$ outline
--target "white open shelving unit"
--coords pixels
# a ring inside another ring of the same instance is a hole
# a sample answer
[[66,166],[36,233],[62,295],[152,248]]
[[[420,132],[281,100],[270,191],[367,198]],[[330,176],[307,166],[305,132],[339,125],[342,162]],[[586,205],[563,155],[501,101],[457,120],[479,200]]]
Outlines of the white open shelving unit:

================

▶ [TASK DIRECTIONS] Set the listing above down once more in full, exactly as it is.

▶ [OUTPUT FOR THIS TASK]
$ outline
--target "white open shelving unit"
--coords pixels
# a ring inside another ring of the same instance is a hole
# a sample answer
[[66,166],[36,233],[62,295],[152,248]]
[[[420,132],[281,100],[270,191],[367,198]],[[330,176],[307,166],[305,132],[339,125],[342,162]],[[586,205],[563,155],[501,101],[457,120],[479,200]]]
Outlines of the white open shelving unit:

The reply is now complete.